-- BEGIN --

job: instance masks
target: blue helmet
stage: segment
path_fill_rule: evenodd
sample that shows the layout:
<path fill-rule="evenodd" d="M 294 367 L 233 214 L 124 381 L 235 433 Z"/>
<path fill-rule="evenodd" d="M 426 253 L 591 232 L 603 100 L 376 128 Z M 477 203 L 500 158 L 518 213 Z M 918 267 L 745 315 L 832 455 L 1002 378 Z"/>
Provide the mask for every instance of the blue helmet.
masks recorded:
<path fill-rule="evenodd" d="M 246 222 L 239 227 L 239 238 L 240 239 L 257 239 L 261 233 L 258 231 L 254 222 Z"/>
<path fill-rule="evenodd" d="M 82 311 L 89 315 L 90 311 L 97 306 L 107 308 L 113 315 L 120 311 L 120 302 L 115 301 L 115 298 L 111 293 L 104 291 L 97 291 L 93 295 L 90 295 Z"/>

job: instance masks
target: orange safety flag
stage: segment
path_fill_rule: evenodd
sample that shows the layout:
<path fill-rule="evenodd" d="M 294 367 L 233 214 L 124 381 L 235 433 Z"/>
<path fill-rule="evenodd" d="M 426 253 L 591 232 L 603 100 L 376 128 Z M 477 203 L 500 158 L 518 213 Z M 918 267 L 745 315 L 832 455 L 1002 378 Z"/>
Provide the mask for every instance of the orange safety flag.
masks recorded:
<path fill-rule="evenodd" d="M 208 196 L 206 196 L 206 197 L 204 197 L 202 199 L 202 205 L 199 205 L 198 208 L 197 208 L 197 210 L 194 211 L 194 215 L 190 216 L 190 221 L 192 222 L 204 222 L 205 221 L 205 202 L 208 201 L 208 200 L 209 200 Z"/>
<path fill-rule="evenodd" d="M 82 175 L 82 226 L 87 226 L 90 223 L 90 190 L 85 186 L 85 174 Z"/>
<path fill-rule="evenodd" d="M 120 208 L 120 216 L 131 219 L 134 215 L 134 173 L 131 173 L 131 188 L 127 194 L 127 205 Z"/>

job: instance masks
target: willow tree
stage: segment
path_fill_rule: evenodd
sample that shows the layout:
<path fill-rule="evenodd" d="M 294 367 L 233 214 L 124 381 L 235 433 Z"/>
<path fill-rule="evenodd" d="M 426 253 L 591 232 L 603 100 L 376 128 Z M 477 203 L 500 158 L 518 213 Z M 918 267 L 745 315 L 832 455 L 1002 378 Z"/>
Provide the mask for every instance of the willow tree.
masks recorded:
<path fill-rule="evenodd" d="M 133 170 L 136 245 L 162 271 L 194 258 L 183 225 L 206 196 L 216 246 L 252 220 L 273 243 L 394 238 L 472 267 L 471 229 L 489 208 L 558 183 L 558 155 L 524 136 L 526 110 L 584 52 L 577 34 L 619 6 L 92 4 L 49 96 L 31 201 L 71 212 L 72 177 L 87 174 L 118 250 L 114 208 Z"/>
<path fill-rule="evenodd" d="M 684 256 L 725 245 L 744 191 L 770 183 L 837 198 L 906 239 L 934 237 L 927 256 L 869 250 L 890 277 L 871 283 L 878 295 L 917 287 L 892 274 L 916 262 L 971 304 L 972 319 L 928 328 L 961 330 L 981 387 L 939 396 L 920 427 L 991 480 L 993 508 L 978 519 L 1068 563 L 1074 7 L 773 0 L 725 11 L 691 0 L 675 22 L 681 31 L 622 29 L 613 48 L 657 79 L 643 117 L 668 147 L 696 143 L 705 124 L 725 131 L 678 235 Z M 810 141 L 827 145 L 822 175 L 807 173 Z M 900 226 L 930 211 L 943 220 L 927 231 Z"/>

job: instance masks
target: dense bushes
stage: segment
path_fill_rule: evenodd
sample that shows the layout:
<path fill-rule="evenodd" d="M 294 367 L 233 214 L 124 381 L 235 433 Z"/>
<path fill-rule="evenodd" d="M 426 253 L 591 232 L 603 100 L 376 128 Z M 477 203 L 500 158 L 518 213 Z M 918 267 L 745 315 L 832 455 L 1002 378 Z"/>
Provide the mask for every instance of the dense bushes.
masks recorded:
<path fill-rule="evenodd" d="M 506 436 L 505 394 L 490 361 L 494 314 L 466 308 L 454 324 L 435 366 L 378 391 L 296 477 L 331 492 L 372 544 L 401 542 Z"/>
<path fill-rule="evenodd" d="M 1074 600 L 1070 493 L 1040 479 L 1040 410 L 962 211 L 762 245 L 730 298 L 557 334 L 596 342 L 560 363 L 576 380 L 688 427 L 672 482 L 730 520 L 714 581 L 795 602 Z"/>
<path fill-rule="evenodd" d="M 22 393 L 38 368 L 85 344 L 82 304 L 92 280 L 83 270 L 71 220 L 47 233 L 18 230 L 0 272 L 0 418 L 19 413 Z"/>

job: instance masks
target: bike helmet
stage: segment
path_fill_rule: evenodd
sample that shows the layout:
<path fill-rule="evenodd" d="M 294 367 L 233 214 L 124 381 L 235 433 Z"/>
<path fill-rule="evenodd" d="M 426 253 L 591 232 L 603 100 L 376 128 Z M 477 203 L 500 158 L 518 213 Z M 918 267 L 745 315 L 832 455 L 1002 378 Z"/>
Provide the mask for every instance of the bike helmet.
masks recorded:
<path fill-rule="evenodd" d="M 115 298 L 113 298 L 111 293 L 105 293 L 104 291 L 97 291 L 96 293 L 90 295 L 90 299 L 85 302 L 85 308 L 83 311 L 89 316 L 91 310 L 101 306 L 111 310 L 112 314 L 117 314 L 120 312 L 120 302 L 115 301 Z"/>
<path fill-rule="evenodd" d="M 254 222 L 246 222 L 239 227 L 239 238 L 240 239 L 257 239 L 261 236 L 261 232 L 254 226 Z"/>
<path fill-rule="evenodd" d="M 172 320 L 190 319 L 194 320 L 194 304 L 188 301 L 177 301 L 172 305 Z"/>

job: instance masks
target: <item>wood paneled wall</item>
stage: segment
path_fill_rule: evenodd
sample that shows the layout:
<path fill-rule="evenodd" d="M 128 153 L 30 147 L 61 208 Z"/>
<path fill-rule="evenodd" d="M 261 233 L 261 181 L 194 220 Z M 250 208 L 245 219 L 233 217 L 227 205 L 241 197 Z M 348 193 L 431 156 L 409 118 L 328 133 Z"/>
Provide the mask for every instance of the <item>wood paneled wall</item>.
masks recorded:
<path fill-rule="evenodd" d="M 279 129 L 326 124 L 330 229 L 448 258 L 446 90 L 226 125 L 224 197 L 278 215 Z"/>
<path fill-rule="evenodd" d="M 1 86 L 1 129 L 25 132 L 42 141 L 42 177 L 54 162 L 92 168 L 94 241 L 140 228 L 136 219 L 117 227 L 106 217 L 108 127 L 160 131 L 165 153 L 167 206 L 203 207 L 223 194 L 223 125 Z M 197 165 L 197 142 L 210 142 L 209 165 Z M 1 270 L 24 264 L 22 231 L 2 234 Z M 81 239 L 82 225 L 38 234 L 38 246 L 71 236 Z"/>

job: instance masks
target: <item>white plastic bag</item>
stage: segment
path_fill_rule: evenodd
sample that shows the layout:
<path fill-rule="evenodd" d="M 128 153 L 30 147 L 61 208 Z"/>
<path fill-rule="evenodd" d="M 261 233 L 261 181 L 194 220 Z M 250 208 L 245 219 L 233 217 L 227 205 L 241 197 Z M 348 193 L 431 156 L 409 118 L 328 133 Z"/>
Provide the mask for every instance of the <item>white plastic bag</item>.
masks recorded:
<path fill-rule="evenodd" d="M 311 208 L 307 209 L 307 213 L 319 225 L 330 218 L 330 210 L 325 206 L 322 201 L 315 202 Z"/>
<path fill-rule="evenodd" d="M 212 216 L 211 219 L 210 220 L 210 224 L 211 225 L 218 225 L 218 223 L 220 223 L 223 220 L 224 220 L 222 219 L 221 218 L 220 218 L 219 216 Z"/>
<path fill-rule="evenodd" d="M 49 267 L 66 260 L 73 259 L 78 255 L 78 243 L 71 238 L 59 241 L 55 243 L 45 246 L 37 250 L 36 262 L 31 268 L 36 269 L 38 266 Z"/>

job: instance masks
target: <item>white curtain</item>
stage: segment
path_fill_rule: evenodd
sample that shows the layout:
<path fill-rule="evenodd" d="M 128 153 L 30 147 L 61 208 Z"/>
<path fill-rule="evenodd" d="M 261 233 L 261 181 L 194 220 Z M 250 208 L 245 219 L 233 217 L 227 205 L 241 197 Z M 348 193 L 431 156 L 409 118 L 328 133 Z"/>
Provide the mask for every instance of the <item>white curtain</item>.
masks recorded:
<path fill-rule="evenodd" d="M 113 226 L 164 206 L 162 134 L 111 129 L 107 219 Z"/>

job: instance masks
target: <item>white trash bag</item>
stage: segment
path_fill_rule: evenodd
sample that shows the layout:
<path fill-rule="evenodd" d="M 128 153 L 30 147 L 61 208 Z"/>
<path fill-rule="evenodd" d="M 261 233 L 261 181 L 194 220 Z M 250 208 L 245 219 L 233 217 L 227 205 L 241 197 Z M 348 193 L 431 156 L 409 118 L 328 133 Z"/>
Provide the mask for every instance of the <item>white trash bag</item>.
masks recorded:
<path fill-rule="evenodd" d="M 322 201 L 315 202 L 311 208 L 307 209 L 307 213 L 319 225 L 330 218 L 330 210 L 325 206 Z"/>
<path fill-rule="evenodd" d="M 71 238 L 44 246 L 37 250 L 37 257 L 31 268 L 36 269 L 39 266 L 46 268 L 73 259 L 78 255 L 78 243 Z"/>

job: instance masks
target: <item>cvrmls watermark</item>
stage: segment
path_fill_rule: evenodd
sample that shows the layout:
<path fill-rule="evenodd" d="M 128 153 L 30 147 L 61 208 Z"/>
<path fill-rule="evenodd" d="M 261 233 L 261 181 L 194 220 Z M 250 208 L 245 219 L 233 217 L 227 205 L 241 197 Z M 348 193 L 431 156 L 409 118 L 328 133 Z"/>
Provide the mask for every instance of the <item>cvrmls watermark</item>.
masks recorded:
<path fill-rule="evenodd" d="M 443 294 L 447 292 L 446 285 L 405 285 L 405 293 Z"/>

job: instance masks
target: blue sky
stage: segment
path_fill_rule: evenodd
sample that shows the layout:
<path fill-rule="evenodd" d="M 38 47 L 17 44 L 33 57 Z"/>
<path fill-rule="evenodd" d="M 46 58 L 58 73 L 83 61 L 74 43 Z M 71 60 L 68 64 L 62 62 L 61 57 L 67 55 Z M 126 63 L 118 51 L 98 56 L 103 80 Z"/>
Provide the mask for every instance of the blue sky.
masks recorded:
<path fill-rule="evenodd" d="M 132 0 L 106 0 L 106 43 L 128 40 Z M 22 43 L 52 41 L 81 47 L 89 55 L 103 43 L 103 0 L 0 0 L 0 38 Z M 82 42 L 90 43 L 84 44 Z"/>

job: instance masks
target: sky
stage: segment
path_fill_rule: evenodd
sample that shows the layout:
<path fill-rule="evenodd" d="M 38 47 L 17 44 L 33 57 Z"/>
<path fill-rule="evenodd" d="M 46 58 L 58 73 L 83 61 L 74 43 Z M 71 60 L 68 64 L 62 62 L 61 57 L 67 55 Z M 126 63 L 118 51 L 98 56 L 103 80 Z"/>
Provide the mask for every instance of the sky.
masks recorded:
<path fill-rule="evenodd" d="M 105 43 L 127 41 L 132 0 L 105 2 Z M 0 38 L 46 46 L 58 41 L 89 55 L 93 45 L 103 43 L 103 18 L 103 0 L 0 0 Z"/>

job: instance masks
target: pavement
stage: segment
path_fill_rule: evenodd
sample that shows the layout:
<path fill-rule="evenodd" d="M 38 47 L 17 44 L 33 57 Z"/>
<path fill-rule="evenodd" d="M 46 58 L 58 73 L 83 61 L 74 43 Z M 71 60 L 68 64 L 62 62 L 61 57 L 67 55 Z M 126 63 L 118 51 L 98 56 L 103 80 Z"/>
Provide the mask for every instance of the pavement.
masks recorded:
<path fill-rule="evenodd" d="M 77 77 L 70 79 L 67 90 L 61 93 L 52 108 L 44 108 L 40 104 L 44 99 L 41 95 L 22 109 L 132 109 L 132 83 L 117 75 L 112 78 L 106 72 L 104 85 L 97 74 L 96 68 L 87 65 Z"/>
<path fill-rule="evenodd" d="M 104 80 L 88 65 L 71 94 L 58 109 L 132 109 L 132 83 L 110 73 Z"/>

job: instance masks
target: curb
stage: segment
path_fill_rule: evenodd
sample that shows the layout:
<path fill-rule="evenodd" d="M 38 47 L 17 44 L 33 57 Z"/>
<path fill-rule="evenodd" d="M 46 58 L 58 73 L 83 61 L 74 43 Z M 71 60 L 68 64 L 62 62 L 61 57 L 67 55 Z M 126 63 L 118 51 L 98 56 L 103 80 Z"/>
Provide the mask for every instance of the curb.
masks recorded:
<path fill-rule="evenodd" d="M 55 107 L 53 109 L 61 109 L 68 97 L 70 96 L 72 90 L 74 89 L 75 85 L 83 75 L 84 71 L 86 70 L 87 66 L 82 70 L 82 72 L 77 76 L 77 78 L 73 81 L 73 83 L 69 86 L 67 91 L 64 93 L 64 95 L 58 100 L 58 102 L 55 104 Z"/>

-- END --

* OBJECTIVE
Recast the records from the start through the line that contains "82 311 L 89" as a Markdown table with a "Row" column for the row number and a "Line" column for the line, leaving out blank lines.

* CORRECT OUTPUT
| Row | Line |
|---|---|
| 1 | job: instance masks |
| 2 | target: blue helmet |
| 3 | stage: segment |
| 4 | path_fill_rule: evenodd |
| 5 | sample that shows the layout: |
| 6 | <path fill-rule="evenodd" d="M 294 367 L 233 214 L 124 381 L 235 433 Z"/> |
| 7 | <path fill-rule="evenodd" d="M 426 253 L 591 232 L 603 100 L 376 128 Z M 477 203 L 500 158 L 518 213 Z M 918 267 L 745 315 L 832 455 L 1002 378 Z"/> |
| 8 | Provide the mask for every instance of the blue helmet. |
| 9 | masks recorded: |
| 10 | <path fill-rule="evenodd" d="M 246 222 L 239 227 L 239 238 L 240 239 L 257 239 L 261 233 L 258 231 L 254 222 Z"/> |
| 11 | <path fill-rule="evenodd" d="M 82 311 L 89 315 L 90 311 L 97 306 L 107 308 L 113 315 L 120 311 L 120 302 L 115 301 L 115 298 L 111 293 L 104 291 L 97 291 L 93 295 L 90 295 Z"/> |